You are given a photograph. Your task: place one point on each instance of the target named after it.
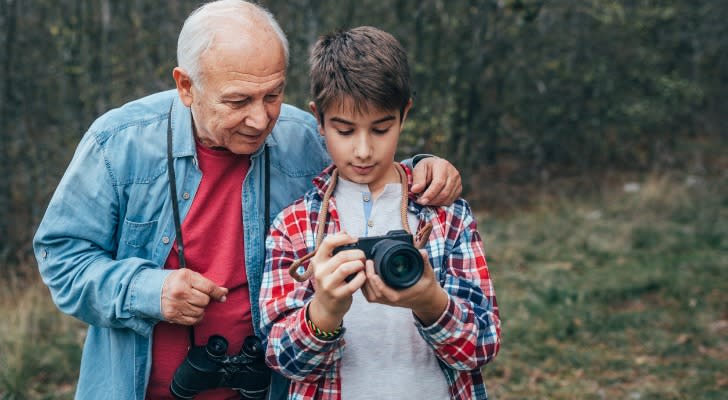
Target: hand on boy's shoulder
(445, 182)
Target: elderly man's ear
(184, 85)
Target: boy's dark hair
(365, 64)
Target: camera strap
(419, 239)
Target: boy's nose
(362, 147)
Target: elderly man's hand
(185, 294)
(439, 179)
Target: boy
(425, 341)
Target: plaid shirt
(464, 338)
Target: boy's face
(362, 145)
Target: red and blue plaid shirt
(464, 338)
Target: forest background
(591, 136)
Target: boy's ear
(406, 111)
(184, 85)
(314, 111)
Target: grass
(620, 295)
(610, 295)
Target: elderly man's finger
(420, 176)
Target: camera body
(396, 260)
(208, 367)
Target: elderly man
(155, 234)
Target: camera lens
(398, 263)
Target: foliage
(538, 86)
(618, 294)
(621, 296)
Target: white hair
(199, 29)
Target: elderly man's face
(238, 97)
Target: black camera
(208, 367)
(396, 260)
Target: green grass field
(619, 294)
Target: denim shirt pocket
(137, 235)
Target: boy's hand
(333, 295)
(440, 178)
(425, 298)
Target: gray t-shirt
(385, 357)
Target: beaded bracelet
(323, 335)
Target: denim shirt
(108, 230)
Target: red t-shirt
(213, 238)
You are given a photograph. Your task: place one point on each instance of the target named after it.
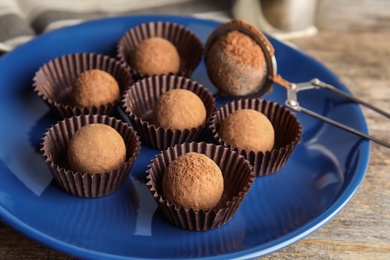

------------------------------------------------------------------------

• **PROBLEM REQUIREMENTS**
Copy out each record word for word and omit any pictures.

• **SOLUTION TO THIS EXERCISE**
You are given a photograph. Your task: place one point on each instance of the target named after it.
Target: hand on boy's shoulder
(445, 182)
Target: elderly man's ear
(184, 85)
Target: boy's dark hair
(365, 64)
Target: camera strap
(419, 239)
Target: boy's nose
(362, 147)
Target: elderly man's hand
(185, 294)
(439, 179)
Target: boy
(425, 341)
Target: plaid shirt
(464, 338)
Target: boy's face
(362, 145)
Target: red and blue plaid shirt
(464, 338)
Target: forest background
(591, 136)
Target: boy's ear
(406, 111)
(184, 85)
(314, 111)
Target: grass
(620, 295)
(610, 295)
Target: elderly man's finger
(420, 176)
Target: camera body
(396, 260)
(208, 367)
Target: elderly man
(155, 234)
Target: camera lens
(398, 263)
Target: foliage
(538, 86)
(618, 294)
(621, 296)
Target: white hair
(199, 29)
Target: elderly man's face
(238, 97)
Target: black camera
(208, 367)
(396, 260)
Target: green grass field
(619, 294)
Target: denim shirt pocket
(137, 235)
Target: boy's hand
(333, 295)
(440, 178)
(425, 298)
Target: gray t-shirt
(385, 357)
Target: beaded bracelet
(323, 335)
Target: denim shirt
(108, 230)
Target: red t-shirt
(213, 238)
You are given a photograph. Your task: place one point on each instance of the target named after it.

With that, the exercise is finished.